● What the task requires
All of the data below is to be output exactly as written.
=== Section Start ===
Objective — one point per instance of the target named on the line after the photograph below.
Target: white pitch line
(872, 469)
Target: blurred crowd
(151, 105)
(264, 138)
=== Section End ===
● Response
Objective — one point per instance of the target named on the line after the photograph below.
Target: white pitch line
(872, 469)
Target: blurred crowd
(151, 105)
(264, 138)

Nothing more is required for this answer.